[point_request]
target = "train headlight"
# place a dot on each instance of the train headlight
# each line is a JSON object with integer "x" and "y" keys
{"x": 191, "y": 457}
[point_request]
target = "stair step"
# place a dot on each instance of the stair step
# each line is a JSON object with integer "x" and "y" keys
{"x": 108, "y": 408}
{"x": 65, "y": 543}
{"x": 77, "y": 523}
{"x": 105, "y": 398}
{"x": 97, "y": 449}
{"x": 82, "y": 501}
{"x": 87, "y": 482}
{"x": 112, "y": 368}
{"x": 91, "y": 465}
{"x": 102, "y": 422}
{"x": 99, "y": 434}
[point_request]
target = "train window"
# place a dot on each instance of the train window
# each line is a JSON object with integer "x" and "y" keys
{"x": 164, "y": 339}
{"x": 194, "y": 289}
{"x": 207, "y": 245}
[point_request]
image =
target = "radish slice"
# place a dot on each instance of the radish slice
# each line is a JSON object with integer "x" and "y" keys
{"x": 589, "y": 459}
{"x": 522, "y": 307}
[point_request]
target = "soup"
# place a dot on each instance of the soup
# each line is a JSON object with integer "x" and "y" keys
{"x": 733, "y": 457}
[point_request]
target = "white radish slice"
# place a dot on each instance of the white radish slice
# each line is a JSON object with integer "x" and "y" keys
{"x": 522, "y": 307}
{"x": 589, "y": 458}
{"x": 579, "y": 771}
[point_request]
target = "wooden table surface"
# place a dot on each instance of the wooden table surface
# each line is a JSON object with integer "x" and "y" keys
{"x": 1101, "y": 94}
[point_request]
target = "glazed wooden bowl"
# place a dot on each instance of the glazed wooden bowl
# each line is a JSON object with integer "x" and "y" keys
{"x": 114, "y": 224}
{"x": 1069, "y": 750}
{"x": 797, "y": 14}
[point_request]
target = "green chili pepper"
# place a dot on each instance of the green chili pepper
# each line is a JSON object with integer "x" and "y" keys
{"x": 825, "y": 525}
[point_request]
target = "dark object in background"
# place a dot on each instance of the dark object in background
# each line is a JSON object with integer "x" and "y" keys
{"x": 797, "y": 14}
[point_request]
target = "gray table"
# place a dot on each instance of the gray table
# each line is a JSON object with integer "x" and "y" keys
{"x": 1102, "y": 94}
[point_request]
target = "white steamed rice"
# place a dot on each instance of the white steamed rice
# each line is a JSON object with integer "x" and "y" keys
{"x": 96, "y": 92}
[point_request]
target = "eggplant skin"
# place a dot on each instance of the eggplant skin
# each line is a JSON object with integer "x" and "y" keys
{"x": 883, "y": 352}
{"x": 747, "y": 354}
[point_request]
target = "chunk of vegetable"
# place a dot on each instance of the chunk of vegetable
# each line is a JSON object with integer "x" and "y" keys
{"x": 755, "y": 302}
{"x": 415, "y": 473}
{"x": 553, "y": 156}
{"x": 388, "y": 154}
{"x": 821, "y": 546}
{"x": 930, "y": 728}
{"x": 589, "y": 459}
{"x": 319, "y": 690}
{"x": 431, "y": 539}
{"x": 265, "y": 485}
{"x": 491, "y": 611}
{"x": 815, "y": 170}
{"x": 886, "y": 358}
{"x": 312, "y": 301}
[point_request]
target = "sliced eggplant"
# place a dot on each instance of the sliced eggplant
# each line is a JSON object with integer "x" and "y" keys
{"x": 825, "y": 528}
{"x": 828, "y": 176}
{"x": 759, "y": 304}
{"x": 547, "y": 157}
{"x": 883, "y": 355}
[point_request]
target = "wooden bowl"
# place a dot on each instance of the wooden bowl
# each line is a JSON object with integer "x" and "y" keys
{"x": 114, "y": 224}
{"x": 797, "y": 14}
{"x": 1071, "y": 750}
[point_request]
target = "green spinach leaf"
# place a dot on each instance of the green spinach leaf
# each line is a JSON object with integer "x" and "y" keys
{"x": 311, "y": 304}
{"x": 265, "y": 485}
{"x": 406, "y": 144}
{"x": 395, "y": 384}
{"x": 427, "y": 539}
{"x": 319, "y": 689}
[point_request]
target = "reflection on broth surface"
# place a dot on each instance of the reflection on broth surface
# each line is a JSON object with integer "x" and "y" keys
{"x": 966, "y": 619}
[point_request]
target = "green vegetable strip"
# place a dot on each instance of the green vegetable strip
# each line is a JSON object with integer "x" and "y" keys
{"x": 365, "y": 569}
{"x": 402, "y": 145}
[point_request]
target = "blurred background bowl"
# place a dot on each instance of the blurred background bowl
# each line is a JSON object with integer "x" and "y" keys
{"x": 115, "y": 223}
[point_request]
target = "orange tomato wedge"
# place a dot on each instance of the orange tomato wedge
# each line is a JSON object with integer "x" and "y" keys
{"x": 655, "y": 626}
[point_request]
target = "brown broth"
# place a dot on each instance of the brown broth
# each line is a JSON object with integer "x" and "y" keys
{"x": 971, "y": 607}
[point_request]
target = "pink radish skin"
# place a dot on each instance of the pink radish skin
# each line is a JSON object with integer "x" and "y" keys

-=-=-

Copy out each line exactly.

[point_request]
target = "train headlight"
# place a dot on each instance of the train headlight
# each line is a JSON object with integer "x" and "y" keys
{"x": 191, "y": 457}
[point_request]
target = "stair step"
# place a dot on each instance of the stair step
# each line is a JSON object with integer "x" and "y" keys
{"x": 108, "y": 408}
{"x": 65, "y": 543}
{"x": 77, "y": 523}
{"x": 105, "y": 398}
{"x": 97, "y": 449}
{"x": 82, "y": 501}
{"x": 87, "y": 482}
{"x": 112, "y": 368}
{"x": 91, "y": 465}
{"x": 102, "y": 422}
{"x": 99, "y": 434}
[point_request]
target = "train window"
# place a dot on each instance of the train window
# each line is a JSON object with integer "x" and "y" keys
{"x": 164, "y": 339}
{"x": 194, "y": 289}
{"x": 207, "y": 245}
[point_request]
image =
target = "radish slice"
# place a dot on each instance of the radish slice
# each line is a JSON object with integer "x" and "y" keys
{"x": 589, "y": 459}
{"x": 522, "y": 307}
[point_request]
target = "soup"
# place a dot on each instance of the soup
# each line is a JSON object with integer "x" and "y" keys
{"x": 733, "y": 457}
[point_request]
target = "white radish slice"
# place a dot on each instance of the white radish slice
# each line is a JSON object with integer "x" and "y" keys
{"x": 522, "y": 307}
{"x": 589, "y": 458}
{"x": 579, "y": 771}
[point_request]
target = "wooden table surface"
# place a dot on each instance of the wooden table surface
# each line is a JSON object with integer "x" and "y" keys
{"x": 1101, "y": 94}
[point_request]
target = "glazed wooden bowl"
# place a dot on each instance of the glazed wooden bowl
# each line is a JSON object with integer "x" and "y" keys
{"x": 114, "y": 224}
{"x": 1069, "y": 750}
{"x": 797, "y": 14}
[point_request]
target = "green chili pepper"
# place a dot on each instance of the green chili pepper
# each line is a JSON object with integer "x" and "y" keys
{"x": 825, "y": 525}
[point_request]
target = "dark object in background"
# place a dot on each instance of the dark object in background
# each line is a JSON object with integer "x" and "y" keys
{"x": 797, "y": 14}
[point_request]
target = "gray table"
# place a dot on each instance of the gray table
# each line is a JSON object with integer "x" and "y" keys
{"x": 1102, "y": 94}
[point_request]
target = "white steamed rice"
# place a dot on each instance of the white steamed rice
# each line is a JSON object with integer "x" and "y" keys
{"x": 96, "y": 92}
[point_request]
target = "eggplant skin"
# place a dot on each instance of the eggplant skin
# each line is a JSON object with integer "x" and "y" keys
{"x": 883, "y": 352}
{"x": 747, "y": 354}
[point_request]
target = "chunk of vegetable"
# place a dot on each instance of the chunk of vegetable
# each line is a JSON object with integer "x" and "y" keys
{"x": 755, "y": 302}
{"x": 415, "y": 473}
{"x": 553, "y": 156}
{"x": 388, "y": 154}
{"x": 821, "y": 546}
{"x": 930, "y": 728}
{"x": 589, "y": 459}
{"x": 319, "y": 690}
{"x": 431, "y": 539}
{"x": 265, "y": 485}
{"x": 491, "y": 611}
{"x": 815, "y": 170}
{"x": 886, "y": 358}
{"x": 312, "y": 301}
[point_request]
target = "sliced eggplant"
# place a dot on each instance of the sliced eggplant
# each line is a JSON object with integer "x" and "y" keys
{"x": 825, "y": 528}
{"x": 828, "y": 176}
{"x": 759, "y": 304}
{"x": 547, "y": 157}
{"x": 883, "y": 355}
[point_request]
target = "wooden bowl"
# place a dot on each instance of the wooden bowl
# each line is a JSON object with integer "x" and "y" keys
{"x": 114, "y": 224}
{"x": 797, "y": 14}
{"x": 1071, "y": 750}
[point_request]
target = "green spinach leaf"
# place a dot on each instance of the green spinach leaf
# each line is a JSON object with integer "x" and "y" keys
{"x": 311, "y": 304}
{"x": 265, "y": 485}
{"x": 406, "y": 144}
{"x": 395, "y": 384}
{"x": 427, "y": 539}
{"x": 319, "y": 689}
[point_request]
target = "reflection on broth surface"
# place a dot on each instance of the reflection on broth surface
# each line is a JSON object with integer "x" and "y" keys
{"x": 966, "y": 619}
[point_request]
target = "green vegetable strip"
# place a dot on each instance of the green vegetable strip
# each line is a JSON object with integer "x" and "y" keys
{"x": 365, "y": 569}
{"x": 402, "y": 145}
[point_request]
target = "blurred background bowl"
# place a dot on each instance of the blurred background bowl
# each line is a JSON object with integer "x" and "y" keys
{"x": 115, "y": 223}
[point_request]
target = "orange tomato wedge"
# place a dot on each instance of the orange tomato wedge
# each line is a JSON object with integer "x" and "y" keys
{"x": 655, "y": 626}
[point_request]
target = "brown broth"
# place a dot on each instance of the brown broth
# each line is a JSON object with integer "x" and "y" keys
{"x": 971, "y": 607}
[point_request]
target = "pink radish skin"
# place a dot on each instance of the pink radish skin
# each line is a JSON object with integer "x" and "y" keys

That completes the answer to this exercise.